__Material provided__:
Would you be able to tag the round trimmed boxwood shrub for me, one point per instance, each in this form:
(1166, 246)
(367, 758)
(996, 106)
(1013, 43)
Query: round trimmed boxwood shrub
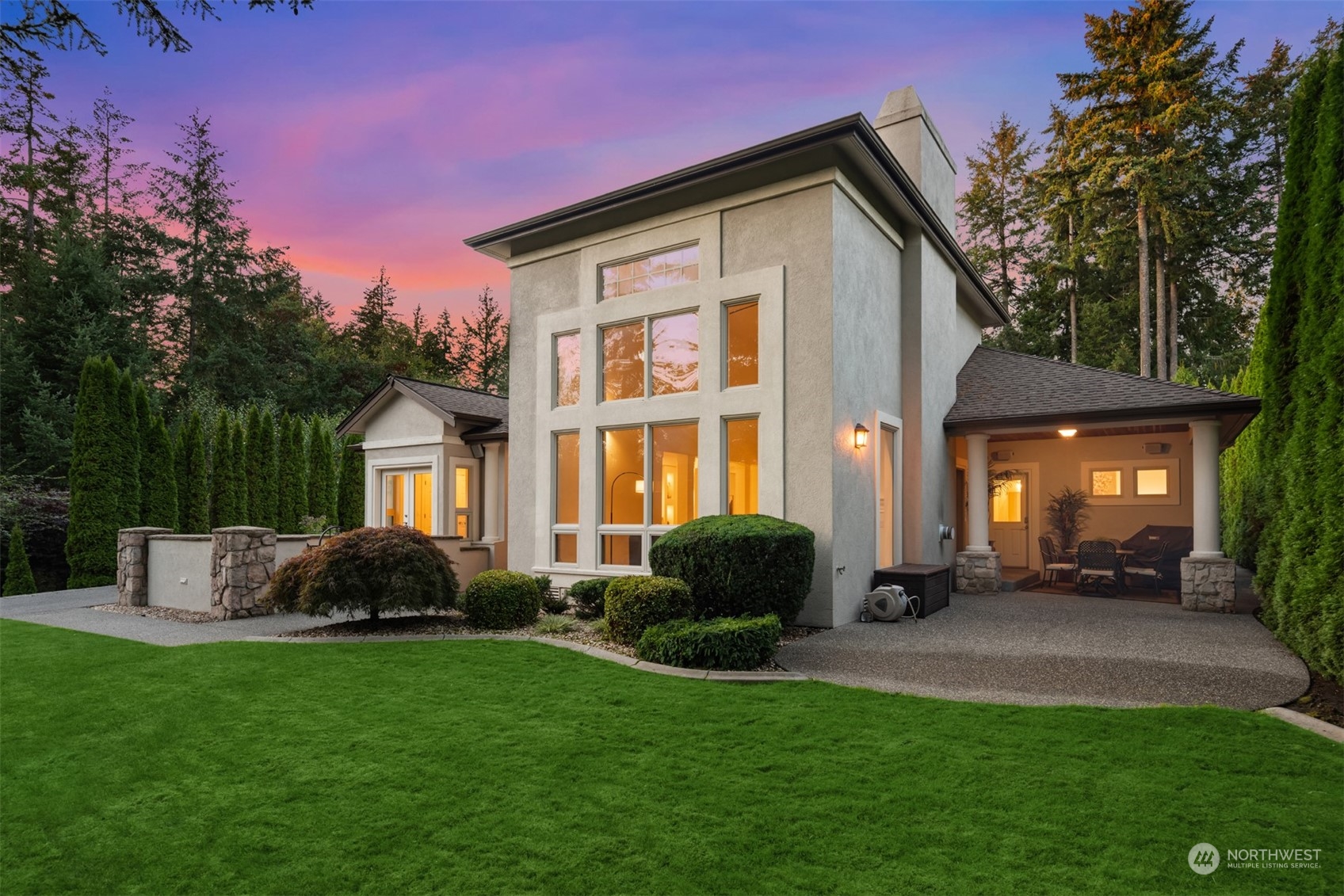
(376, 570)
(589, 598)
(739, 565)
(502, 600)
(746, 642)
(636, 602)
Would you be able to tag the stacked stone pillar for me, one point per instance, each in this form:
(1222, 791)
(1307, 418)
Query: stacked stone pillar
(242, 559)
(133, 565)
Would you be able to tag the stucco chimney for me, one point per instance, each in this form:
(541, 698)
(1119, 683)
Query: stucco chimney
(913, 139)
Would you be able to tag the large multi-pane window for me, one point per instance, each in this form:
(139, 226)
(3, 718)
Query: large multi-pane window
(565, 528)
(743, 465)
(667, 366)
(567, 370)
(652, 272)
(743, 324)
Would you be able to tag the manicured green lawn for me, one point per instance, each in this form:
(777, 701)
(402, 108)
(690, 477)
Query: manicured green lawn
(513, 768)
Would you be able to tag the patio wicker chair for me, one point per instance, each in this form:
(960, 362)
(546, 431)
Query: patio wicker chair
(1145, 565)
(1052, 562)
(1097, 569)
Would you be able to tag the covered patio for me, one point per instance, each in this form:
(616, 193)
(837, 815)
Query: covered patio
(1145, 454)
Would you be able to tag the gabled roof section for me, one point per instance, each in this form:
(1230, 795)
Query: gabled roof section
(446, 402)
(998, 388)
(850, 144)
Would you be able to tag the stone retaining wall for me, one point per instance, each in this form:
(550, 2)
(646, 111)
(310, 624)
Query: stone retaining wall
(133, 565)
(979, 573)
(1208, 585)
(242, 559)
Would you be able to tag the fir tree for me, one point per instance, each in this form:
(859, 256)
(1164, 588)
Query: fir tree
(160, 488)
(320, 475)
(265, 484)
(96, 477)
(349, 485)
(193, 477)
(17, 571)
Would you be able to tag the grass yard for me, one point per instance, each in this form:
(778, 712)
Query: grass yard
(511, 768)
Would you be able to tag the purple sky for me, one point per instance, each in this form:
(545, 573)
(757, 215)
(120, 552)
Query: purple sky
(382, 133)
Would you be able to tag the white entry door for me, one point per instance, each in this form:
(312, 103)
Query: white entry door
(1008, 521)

__Action item__:
Please provide a faithful transcription of all the data, pictures excluded.

__Finished exercise__:
Would you be able to tag the round trimmed boxwood shrub for me, one point per instance, each in this form:
(1166, 246)
(367, 758)
(996, 106)
(1013, 43)
Query: round trimmed boxwood shrub
(376, 570)
(589, 598)
(739, 565)
(502, 600)
(746, 642)
(636, 602)
Would you be able to tag the stacked stone pillar for me, one point per instance, each in this form:
(1222, 791)
(1307, 418)
Query: stacked stone pillar
(242, 559)
(133, 565)
Would you be able to tag the stucco chimney for me, one point per instance, each in this form:
(541, 698)
(1119, 683)
Query: stucco chimney
(913, 139)
Would you be able to tag the large multi-pane window for me, one point per instance, each in this form:
(139, 226)
(3, 718)
Query: large multi-pane window
(565, 528)
(743, 465)
(667, 366)
(567, 370)
(652, 272)
(743, 324)
Would you be able to tag the manicured green lawn for me, one point per instance, each in this form:
(777, 701)
(402, 108)
(690, 477)
Query: manicured green lawn
(513, 768)
Would you be able to tag the patio wicker chair for me, one point per instance, each in this form:
(960, 362)
(546, 431)
Query: patio wicker chair
(1145, 565)
(1052, 562)
(1097, 569)
Would you be able to tag the covered patio for me, one point per instance, each in this form:
(616, 193)
(837, 815)
Query: covered patio
(1145, 454)
Would you be able to tag the gabled roof section for me, one point per instance, each in this form:
(1230, 795)
Query: gabled roof section
(446, 402)
(998, 388)
(850, 144)
Would you be able to tag the stone retaining wall for me, one point per instance, each in this form:
(550, 2)
(646, 111)
(310, 624)
Query: stone retaining wall
(133, 565)
(979, 573)
(1208, 585)
(242, 559)
Would you be able to tag the fir tree for me, one point per instance, each in this form:
(859, 256)
(1164, 588)
Query: fir tree
(160, 488)
(320, 475)
(265, 484)
(96, 477)
(349, 485)
(193, 477)
(17, 571)
Would you be able to tag the grass yard for me, one point per instance, each in this form:
(778, 712)
Query: grass yard
(511, 768)
Would you be able to tag the purple sky for me, one point per instance, each in this form:
(545, 573)
(757, 215)
(120, 552)
Query: purple sky
(382, 133)
Would you be able to tag the white entry door for me, one point per instance, each in this form:
(312, 103)
Query: white entry door
(1008, 521)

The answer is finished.